- WHAT IS EXPECTED
Can you copy word for word the records below, beginning at the line that contains "Reviewer note: confirm that every instance of the man's shoulder" and continuing through the end of the records?

- AVAILABLE RECORDS
____

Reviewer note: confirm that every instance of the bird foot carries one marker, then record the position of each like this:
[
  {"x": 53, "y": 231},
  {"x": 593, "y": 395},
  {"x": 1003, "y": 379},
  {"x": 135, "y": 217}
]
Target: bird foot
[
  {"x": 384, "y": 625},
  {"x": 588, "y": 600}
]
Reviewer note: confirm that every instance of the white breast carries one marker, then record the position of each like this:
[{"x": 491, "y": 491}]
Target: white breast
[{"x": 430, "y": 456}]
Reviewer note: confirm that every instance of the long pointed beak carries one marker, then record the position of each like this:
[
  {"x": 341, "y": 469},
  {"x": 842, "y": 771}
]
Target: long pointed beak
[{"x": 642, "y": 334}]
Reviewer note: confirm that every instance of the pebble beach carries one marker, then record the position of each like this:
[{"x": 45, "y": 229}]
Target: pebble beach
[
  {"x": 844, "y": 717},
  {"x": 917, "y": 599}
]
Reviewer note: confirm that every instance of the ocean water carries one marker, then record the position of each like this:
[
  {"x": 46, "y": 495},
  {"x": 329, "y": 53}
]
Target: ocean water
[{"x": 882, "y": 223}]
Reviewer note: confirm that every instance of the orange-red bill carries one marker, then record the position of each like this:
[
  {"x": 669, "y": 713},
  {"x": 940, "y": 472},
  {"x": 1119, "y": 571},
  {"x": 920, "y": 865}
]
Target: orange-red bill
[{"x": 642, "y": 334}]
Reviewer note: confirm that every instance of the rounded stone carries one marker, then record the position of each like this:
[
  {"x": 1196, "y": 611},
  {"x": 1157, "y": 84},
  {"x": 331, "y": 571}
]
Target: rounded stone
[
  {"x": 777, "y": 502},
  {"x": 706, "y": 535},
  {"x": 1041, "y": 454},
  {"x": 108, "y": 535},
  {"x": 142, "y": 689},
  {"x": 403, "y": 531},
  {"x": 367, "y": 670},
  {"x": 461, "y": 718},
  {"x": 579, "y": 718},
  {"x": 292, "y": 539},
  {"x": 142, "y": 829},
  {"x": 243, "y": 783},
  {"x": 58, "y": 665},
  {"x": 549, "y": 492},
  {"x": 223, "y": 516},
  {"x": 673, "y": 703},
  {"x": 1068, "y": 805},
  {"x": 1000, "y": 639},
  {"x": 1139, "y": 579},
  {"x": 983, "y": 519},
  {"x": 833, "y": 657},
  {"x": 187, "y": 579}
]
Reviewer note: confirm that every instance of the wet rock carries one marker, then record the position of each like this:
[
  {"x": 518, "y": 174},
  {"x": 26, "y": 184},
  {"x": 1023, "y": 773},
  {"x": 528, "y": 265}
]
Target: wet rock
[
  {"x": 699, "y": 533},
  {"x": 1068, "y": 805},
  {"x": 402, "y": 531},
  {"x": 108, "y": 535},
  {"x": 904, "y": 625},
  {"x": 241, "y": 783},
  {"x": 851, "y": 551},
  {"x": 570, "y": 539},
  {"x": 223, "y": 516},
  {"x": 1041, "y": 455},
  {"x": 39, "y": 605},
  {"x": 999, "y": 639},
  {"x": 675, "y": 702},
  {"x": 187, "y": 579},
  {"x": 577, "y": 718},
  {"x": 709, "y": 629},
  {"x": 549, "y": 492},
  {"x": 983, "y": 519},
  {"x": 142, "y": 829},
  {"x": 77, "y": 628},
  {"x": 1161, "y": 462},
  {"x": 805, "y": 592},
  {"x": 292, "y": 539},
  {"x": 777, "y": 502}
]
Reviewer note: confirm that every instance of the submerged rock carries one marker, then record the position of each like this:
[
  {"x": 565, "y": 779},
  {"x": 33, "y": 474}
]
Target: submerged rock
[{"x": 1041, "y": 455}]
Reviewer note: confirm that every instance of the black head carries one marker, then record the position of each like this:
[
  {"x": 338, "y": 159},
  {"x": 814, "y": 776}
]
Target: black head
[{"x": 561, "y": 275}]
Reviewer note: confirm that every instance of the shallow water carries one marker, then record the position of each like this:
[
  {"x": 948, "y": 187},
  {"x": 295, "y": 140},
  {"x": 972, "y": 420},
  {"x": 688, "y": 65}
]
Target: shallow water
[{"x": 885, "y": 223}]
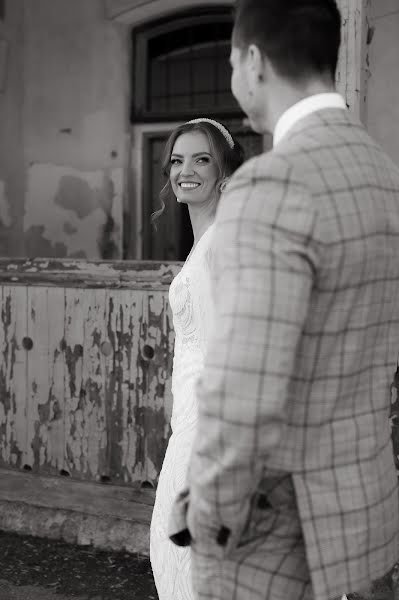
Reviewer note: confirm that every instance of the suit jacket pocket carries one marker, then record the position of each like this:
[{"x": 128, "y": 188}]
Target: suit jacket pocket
[{"x": 273, "y": 510}]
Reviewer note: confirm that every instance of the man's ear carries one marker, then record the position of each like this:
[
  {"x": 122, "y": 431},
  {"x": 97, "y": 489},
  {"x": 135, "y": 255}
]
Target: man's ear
[{"x": 255, "y": 63}]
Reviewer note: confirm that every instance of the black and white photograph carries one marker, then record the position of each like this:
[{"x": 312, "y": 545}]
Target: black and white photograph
[{"x": 199, "y": 299}]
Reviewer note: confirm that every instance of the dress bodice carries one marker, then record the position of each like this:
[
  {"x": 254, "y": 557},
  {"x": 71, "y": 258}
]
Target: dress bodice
[{"x": 192, "y": 307}]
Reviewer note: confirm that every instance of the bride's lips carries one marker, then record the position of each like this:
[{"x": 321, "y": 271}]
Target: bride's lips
[{"x": 189, "y": 185}]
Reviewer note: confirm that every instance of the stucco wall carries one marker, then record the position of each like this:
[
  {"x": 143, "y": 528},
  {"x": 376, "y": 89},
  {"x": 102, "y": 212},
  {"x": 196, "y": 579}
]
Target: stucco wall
[
  {"x": 12, "y": 184},
  {"x": 71, "y": 140},
  {"x": 383, "y": 84}
]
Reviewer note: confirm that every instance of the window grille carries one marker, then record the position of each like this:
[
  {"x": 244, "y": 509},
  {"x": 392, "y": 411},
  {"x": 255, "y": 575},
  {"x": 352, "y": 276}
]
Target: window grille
[{"x": 182, "y": 69}]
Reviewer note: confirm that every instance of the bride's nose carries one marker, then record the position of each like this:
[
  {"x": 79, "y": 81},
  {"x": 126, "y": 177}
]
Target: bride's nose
[{"x": 187, "y": 168}]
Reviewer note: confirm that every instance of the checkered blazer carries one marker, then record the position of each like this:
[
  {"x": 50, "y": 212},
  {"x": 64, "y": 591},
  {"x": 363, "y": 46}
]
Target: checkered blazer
[{"x": 292, "y": 485}]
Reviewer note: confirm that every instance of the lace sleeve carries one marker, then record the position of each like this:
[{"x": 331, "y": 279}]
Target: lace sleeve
[{"x": 206, "y": 299}]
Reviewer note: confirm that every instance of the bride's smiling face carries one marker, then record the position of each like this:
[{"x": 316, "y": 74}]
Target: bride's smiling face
[{"x": 194, "y": 172}]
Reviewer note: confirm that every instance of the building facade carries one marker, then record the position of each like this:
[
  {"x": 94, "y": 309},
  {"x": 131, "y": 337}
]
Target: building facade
[{"x": 89, "y": 91}]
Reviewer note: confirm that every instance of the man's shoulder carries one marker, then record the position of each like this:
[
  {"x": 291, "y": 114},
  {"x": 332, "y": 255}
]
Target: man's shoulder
[{"x": 262, "y": 167}]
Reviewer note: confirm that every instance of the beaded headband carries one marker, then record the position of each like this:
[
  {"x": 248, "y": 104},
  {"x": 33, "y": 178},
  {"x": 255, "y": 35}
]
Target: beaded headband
[{"x": 219, "y": 126}]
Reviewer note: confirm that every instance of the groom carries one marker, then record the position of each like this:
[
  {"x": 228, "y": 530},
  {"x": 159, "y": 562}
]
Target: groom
[{"x": 292, "y": 491}]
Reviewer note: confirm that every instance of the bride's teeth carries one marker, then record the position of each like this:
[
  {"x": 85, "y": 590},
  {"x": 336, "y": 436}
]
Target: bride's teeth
[{"x": 189, "y": 185}]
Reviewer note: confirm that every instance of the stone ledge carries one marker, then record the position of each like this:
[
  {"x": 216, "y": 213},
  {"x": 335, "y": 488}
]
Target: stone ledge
[{"x": 104, "y": 516}]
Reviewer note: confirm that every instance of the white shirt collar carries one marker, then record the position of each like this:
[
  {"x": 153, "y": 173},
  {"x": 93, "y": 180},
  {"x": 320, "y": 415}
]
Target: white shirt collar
[{"x": 303, "y": 108}]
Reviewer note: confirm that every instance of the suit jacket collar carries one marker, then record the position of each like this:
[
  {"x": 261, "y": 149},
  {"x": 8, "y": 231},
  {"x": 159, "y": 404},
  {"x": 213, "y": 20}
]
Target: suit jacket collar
[{"x": 302, "y": 109}]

____

- REPLY TO THE TASK
Reviewer note: confirm that every instance of the man's shoulder carries one marker, then record the position of each like this:
[
  {"x": 291, "y": 114},
  {"x": 332, "y": 255}
]
Target: man's shoulder
[{"x": 262, "y": 167}]
Reviewer note: confirm that every instance of the beaded headband carries one marker, then record the position of each like this:
[
  {"x": 248, "y": 104},
  {"x": 33, "y": 178},
  {"x": 255, "y": 35}
]
Target: beaded headband
[{"x": 219, "y": 126}]
Reviewer note: confirm that every instance of the groom carries one marker, then record the position of each like this:
[
  {"x": 228, "y": 530},
  {"x": 159, "y": 562}
]
Target: groom
[{"x": 292, "y": 491}]
Reviewer note: confirm that every instance of the bride's teeth carries one marker, then record the position of each like this:
[
  {"x": 85, "y": 590},
  {"x": 336, "y": 436}
]
Target: bride's teeth
[{"x": 189, "y": 185}]
Reviewer note: confirm that every instance of the stone ledge carries one marker, then record the position of each like this:
[
  {"x": 216, "y": 213},
  {"x": 335, "y": 488}
]
Target: stone ledge
[{"x": 104, "y": 516}]
Reviewer note: confirm that every instance of the white shirt collar carries one marker, then record the position of each like this:
[
  {"x": 153, "y": 173},
  {"x": 93, "y": 180},
  {"x": 320, "y": 415}
]
Target: white shirt collar
[{"x": 303, "y": 108}]
Reviewer note: confirm that every instance of the suit jacket collar carries one marker, then record the position of each like this:
[
  {"x": 261, "y": 149},
  {"x": 8, "y": 231},
  {"x": 159, "y": 404},
  {"x": 213, "y": 20}
]
Target: suit jacket collar
[{"x": 302, "y": 109}]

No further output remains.